Prompt: Skip the images and return the records below exactly.

- - - -

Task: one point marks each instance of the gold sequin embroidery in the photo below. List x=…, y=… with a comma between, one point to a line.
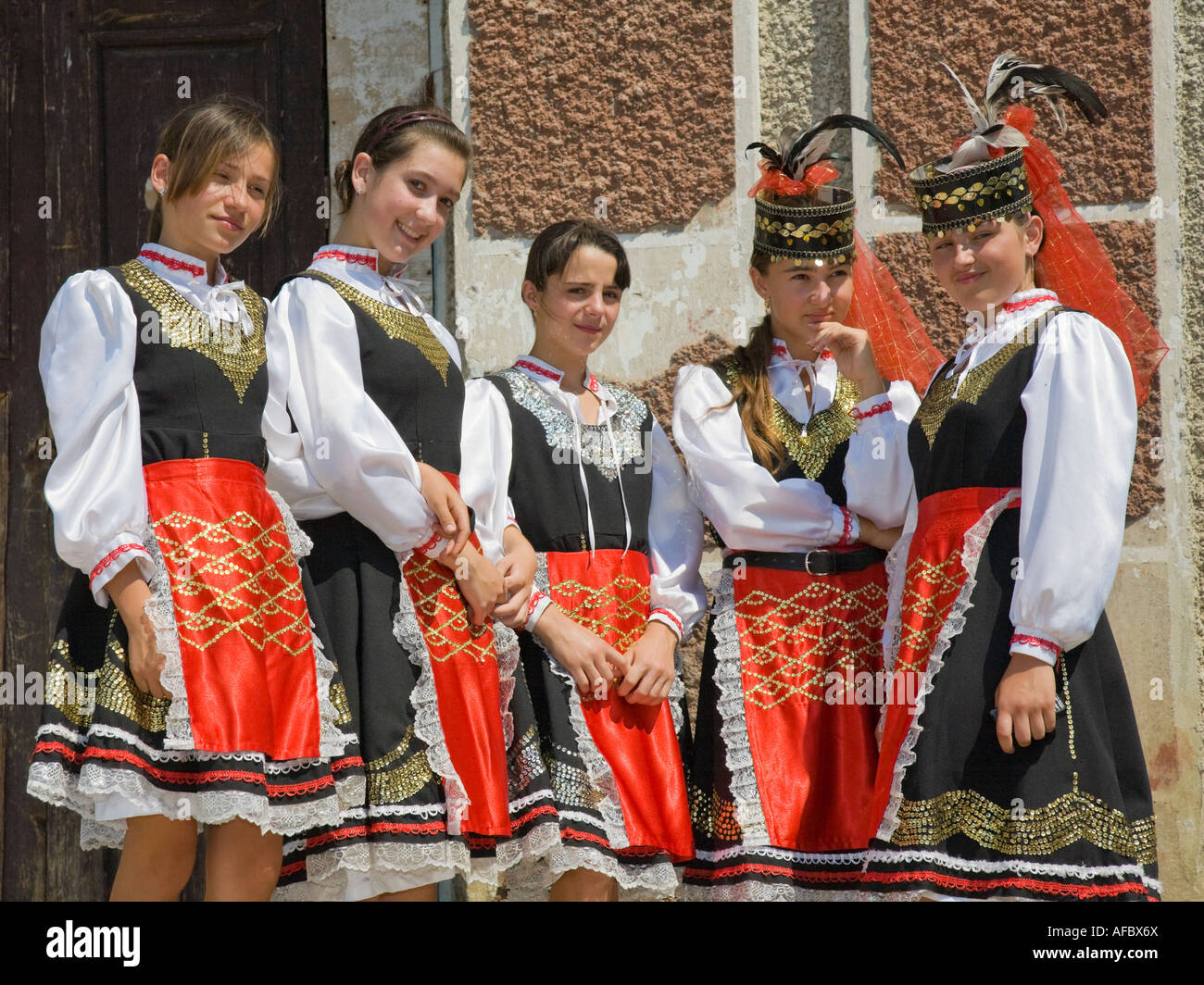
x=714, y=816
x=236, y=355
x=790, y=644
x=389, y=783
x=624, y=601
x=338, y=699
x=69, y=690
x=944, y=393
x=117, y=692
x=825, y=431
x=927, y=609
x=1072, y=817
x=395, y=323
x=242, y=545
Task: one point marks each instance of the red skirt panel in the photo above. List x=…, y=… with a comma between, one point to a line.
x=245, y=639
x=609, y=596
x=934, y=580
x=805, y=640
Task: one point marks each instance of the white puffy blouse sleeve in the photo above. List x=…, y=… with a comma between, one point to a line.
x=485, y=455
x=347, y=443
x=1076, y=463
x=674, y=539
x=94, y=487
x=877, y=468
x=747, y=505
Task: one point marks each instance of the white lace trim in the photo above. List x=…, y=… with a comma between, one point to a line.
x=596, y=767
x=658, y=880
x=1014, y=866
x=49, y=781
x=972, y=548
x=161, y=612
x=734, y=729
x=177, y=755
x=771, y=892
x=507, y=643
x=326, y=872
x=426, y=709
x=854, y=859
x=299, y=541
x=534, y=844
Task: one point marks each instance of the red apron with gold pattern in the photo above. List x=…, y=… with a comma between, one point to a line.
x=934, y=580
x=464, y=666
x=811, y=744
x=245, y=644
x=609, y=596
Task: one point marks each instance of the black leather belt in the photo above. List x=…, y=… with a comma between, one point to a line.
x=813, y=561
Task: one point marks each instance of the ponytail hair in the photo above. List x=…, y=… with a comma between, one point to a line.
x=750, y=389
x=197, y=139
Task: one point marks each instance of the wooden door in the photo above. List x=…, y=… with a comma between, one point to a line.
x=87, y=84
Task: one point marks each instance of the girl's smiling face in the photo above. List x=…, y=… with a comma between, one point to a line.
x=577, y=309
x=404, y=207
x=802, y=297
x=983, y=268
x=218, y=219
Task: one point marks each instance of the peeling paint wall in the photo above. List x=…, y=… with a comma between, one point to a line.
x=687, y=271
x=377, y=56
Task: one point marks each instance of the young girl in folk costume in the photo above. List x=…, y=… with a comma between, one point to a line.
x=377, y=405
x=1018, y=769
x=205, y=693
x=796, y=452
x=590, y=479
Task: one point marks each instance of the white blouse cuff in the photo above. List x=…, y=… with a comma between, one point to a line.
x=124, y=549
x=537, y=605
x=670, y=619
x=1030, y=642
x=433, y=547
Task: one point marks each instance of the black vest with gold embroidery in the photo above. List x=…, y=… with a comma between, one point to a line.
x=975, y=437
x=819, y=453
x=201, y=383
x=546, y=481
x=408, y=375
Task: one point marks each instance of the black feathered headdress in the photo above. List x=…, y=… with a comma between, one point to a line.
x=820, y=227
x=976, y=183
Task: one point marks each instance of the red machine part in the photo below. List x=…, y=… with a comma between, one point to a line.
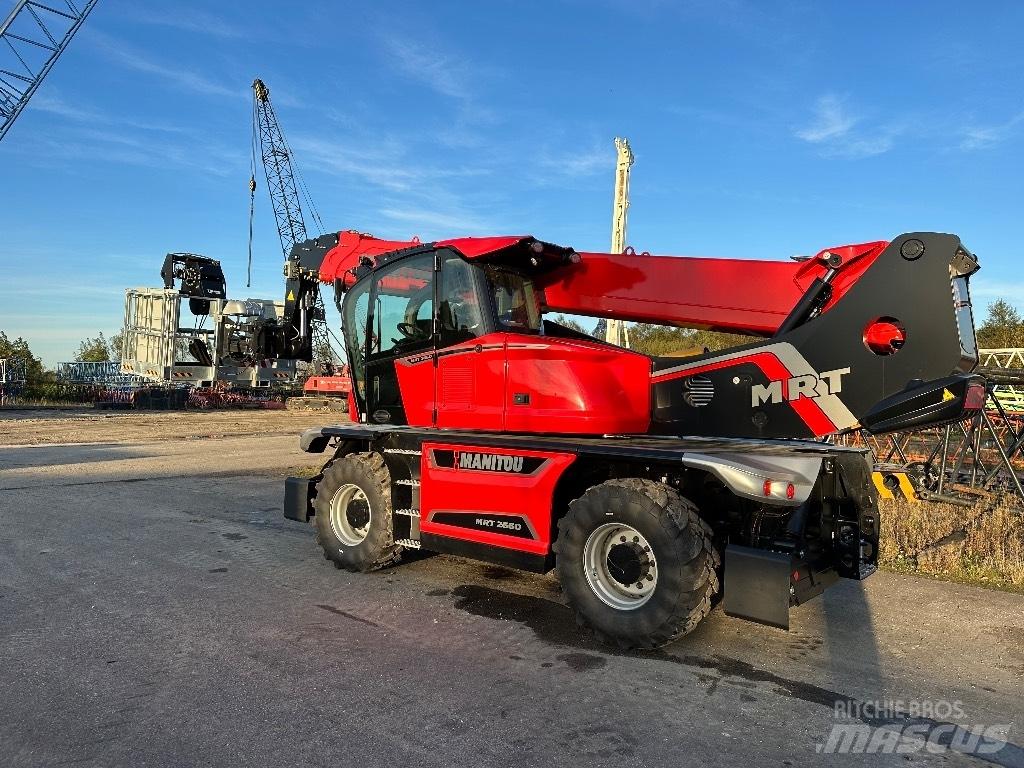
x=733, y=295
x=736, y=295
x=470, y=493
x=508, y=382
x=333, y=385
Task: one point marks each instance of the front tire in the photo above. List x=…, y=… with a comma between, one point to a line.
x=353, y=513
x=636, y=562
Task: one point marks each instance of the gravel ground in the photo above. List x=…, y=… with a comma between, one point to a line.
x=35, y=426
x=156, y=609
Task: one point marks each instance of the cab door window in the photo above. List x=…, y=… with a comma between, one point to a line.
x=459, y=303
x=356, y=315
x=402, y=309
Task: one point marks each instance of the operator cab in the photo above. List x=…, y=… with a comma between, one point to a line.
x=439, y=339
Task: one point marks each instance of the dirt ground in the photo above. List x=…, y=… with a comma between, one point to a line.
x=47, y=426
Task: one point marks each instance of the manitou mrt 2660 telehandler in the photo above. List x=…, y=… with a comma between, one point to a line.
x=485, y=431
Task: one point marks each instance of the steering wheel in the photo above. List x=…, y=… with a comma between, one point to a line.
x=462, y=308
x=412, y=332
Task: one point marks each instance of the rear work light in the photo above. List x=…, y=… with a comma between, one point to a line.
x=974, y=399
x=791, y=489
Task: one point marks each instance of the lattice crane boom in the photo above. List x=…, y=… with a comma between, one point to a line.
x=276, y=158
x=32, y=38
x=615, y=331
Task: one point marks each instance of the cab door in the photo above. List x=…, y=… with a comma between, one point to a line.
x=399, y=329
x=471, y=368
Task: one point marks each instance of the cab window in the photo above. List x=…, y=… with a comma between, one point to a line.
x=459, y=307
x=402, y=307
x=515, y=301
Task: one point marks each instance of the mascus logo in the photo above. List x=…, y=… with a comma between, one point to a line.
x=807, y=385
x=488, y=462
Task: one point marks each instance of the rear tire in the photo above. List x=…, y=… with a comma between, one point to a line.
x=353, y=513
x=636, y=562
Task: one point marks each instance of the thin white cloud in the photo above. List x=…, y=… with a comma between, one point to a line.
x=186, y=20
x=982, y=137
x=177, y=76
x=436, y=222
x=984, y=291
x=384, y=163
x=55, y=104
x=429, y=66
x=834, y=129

- - - -

Response:
Task: one point marks each instance of the gold sequin embroidery in the photo below. List x=…, y=… with a comma between, one point to a line.
x=714, y=816
x=236, y=355
x=790, y=644
x=389, y=783
x=624, y=601
x=338, y=699
x=69, y=690
x=944, y=393
x=117, y=692
x=825, y=431
x=927, y=609
x=1072, y=817
x=395, y=323
x=242, y=545
Task: one point marks each instance of the red skirt panel in the photo above. List x=…, y=… with a comma between, one point to a line.
x=245, y=639
x=609, y=596
x=934, y=580
x=805, y=640
Task: one point marks each instance of the white puffy blouse sleeve in the photo above. List x=…, y=… with a comma between, one point to a line.
x=485, y=455
x=347, y=443
x=1076, y=463
x=674, y=539
x=94, y=487
x=877, y=468
x=747, y=505
Task: one point marks each instance of the white lace trim in the photo above. List x=…, y=… with a comma between, one point to a line.
x=596, y=767
x=658, y=880
x=1014, y=866
x=49, y=781
x=972, y=548
x=161, y=612
x=734, y=729
x=177, y=755
x=771, y=892
x=507, y=643
x=326, y=872
x=426, y=709
x=854, y=859
x=299, y=541
x=534, y=844
Task: one point marks each instance of the red apron with gold pattern in the photo above. List x=…, y=… with a comma between, one point to a line.
x=934, y=580
x=464, y=666
x=811, y=744
x=245, y=644
x=609, y=596
Task: one point marks each instance of the black leather belt in the photo above. List x=…, y=… with a comma between, one point to a line.
x=813, y=561
Task: one point marks each instance of the ponytail hair in the photo above. List x=…, y=… with a comma between, one point to a line.
x=750, y=389
x=197, y=139
Task: one point marks each instance of the wooden door in the photo above. List x=…, y=… with a comma between, one point to a line.
x=87, y=84
Task: one point marks each instance of the girl's smiling face in the photo above. List x=…, y=… with a comma between, one point to a line.
x=577, y=309
x=404, y=207
x=802, y=297
x=983, y=268
x=218, y=219
Task: one point marks each instance of the peeling paint wall in the photo above. List x=…, y=… with a comma between, one point to a line.
x=687, y=271
x=377, y=56
Task: one point marks each instance of the young girl in folk costume in the photo above. List x=…, y=… with a comma between, one point to a line.
x=377, y=405
x=1018, y=769
x=205, y=693
x=796, y=452
x=590, y=479
Task: one point marks each instance of the white blouse cuff in the photo above. List x=…, y=… with a comma between, one point to a line.
x=124, y=549
x=537, y=605
x=670, y=619
x=1030, y=642
x=433, y=547
Task: one point marks each instance of the black vest with gold embroidery in the photo above. List x=…, y=… with a comma between, one point to a line.
x=975, y=437
x=819, y=453
x=201, y=383
x=546, y=481
x=408, y=375
Task: one point marks each instance of the black feathered headdress in the photo above. List x=…, y=… with a comma between, one point to a line.
x=820, y=227
x=976, y=183
Task: one point marks each instance of the red machine part in the photo below. List x=…, y=… with a comma between, one point to a line.
x=733, y=295
x=736, y=295
x=470, y=493
x=508, y=382
x=333, y=385
Task: one point marks each instance of the front tire in the photo above. List x=…, y=… with a comma between, one point to a line.
x=353, y=513
x=636, y=562
Task: one point marks each instance of the gravel ground in the photo above. List x=…, y=… with a comma between, one point to a line.
x=35, y=426
x=156, y=609
Task: one point marks each instance of the cab door window in the photo above. List x=…, y=… with a comma between, one point to a line.
x=459, y=303
x=356, y=315
x=402, y=309
Task: one point marks each instance of the operator cab in the photo above. List x=…, y=… with a comma between, one point to a line.
x=439, y=339
Task: one point marks each instance of the dirt ground in the photo above. List x=…, y=… with a comma between, one point to a line.
x=47, y=426
Task: one point marks each instance of the manitou mrt 2660 telehandler in the photo above. List x=…, y=… with a comma between, one point to a line.
x=485, y=431
Task: one point marks each instance of the steering wheel in the photo above. List x=…, y=… with a comma between, one point to a line.
x=462, y=308
x=412, y=332
Task: one point marks each instance of the rear work light in the photo above. List x=…, y=… with a comma between, one point to a line.
x=974, y=399
x=791, y=489
Task: one point marks each instance of the lattice crane boom in the photo above. List x=…, y=… with a comma between, one point to a line.
x=276, y=158
x=32, y=38
x=615, y=331
Task: one point marks each instance of the cab door in the photo above. List x=…, y=… with a comma between, one point to a line.
x=399, y=329
x=471, y=368
Task: one point marks each instance of the cab window in the photo above. List x=…, y=… with a comma between, one point to a line.
x=459, y=307
x=402, y=307
x=515, y=301
Task: one point marks each instance of the mascus logo in the photo above. List x=…, y=… with a comma between, one point to a line.
x=807, y=385
x=488, y=462
Task: one point marks each instance of the rear tire in the photo above. List x=…, y=… with a comma between, one point to a line.
x=353, y=513
x=636, y=562
Task: one point marks each instance of the thin white cloud in the photo above. List x=…, y=… with a comma between, one point to a line.
x=186, y=20
x=982, y=137
x=177, y=76
x=436, y=222
x=984, y=291
x=384, y=163
x=55, y=104
x=429, y=66
x=834, y=129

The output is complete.